**Document extract:**
────
Here, it would make sense to have a column counts_rnaseq and a column Ct_qpcr, which would contain their corresponding values:

df_expr2_wider <- pivot_wider(df_expr2,
                        names_from=type, 
                        values_from=value)

HANDS-ON

Make the following data frame tidy!

df_w <- tibble(Name=c("Anna", "Jordi", "Laura", "Miquel"),
                Weight_day0=c(67, 72, 62, 85),
                Weight_day10=c(65, 73, 66, 80),
                )
Answer
# `pivot_longer` on "Weight" columns:
df_w2 <- pivot_longer(df_w, 
                    cols=c("Weight_day0", "Weight_day10"),
                    values_to="weight", 
                    names_to="day"
                    )

# `separate` on the "day" column
  # into=c(NA, "day"): the first output is ignored (in the), the "Weight" strings
df_w3 <- separate(df_w2, col = "day", 
                  sep="_", 
                  into=c(NA, "day")
                  )
# If you want to keep only "0" and "10", you can use "day" as a field separator (optionally set convert=TRUE if you want to convert the newly created column to numeric values)
df_w4 <- separate(df_w2, col = "day", 
                  sep="day", 
                  into=c(NA, "day"),
                  convert=TRUE
                  )
# If you want to remove "day" from an existing tibble, you can also use the str_remove function from the stringr package, and optionally add a conversion step:
df_w3$day <- as.numeric(str_remove(df_w3$day, "day"))
────
**Directive:**
Reproduce the R data-tidying tutorial above in full, word for word, with every line of code and comment unchanged.
────
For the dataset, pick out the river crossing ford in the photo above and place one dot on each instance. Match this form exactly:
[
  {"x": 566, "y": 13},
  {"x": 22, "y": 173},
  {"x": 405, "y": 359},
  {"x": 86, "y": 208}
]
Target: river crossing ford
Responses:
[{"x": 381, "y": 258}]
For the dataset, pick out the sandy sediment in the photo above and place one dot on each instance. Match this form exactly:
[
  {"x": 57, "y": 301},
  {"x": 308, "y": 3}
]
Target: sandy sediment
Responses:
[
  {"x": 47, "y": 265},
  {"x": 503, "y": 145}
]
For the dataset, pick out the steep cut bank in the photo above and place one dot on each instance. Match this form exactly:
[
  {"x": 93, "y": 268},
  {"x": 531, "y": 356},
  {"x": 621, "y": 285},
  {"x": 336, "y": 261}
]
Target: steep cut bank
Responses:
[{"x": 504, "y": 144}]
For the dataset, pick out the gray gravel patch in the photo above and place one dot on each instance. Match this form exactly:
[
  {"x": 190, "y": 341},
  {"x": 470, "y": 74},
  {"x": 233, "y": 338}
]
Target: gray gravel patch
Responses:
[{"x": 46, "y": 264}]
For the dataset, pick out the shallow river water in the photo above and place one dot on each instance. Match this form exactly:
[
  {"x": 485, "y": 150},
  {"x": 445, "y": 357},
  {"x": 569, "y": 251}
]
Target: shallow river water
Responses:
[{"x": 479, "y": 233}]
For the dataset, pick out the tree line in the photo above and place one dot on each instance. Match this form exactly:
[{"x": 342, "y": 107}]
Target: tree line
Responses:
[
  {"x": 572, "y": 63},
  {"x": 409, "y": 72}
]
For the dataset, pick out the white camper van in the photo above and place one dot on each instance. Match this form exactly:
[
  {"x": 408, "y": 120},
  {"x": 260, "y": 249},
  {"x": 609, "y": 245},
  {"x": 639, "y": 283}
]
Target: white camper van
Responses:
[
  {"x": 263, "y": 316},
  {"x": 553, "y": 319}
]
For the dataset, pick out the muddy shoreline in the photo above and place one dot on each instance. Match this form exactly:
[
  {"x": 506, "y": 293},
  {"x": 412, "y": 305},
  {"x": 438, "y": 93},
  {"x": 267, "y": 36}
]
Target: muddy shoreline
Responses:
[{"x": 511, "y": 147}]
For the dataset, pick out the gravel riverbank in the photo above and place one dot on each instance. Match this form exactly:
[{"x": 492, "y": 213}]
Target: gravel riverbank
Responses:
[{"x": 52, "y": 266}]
────
**Output of the exercise:**
Here, it would make sense to have a column counts_rnaseq and a column Ct_qpcr, which would contain their corresponding values:

df_expr2_wider <- pivot_wider(df_expr2,
                        names_from=type, 
                        values_from=value)

HANDS-ON

Make the following data frame tidy!

df_w <- tibble(Name=c("Anna", "Jordi", "Laura", "Miquel"),
                Weight_day0=c(67, 72, 62, 85),
                Weight_day10=c(65, 73, 66, 80),
                )
Answer
# `pivot_longer` on "Weight" columns:
df_w2 <- pivot_longer(df_w, 
                    cols=c("Weight_day0", "Weight_day10"),
                    values_to="weight", 
                    names_to="day"
                    )

# `separate` on the "day" column
  # into=c(NA, "day"): the first output is ignored (in the), the "Weight" strings
df_w3 <- separate(df_w2, col = "day", 
                  sep="_", 
                  into=c(NA, "day")
                  )
# If you want to keep only "0" and "10", you can use "day" as a field separator (optionally set convert=TRUE if you want to convert the newly created column to numeric values)
df_w4 <- separate(df_w2, col = "day", 
                  sep="day", 
                  into=c(NA, "day"),
                  convert=TRUE
                  )
# If you want to remove "day" from an existing tibble, you can also use the str_remove function from the stringr package, and optionally add a conversion step:
df_w3$day <- as.numeric(str_remove(df_w3$day, "day"))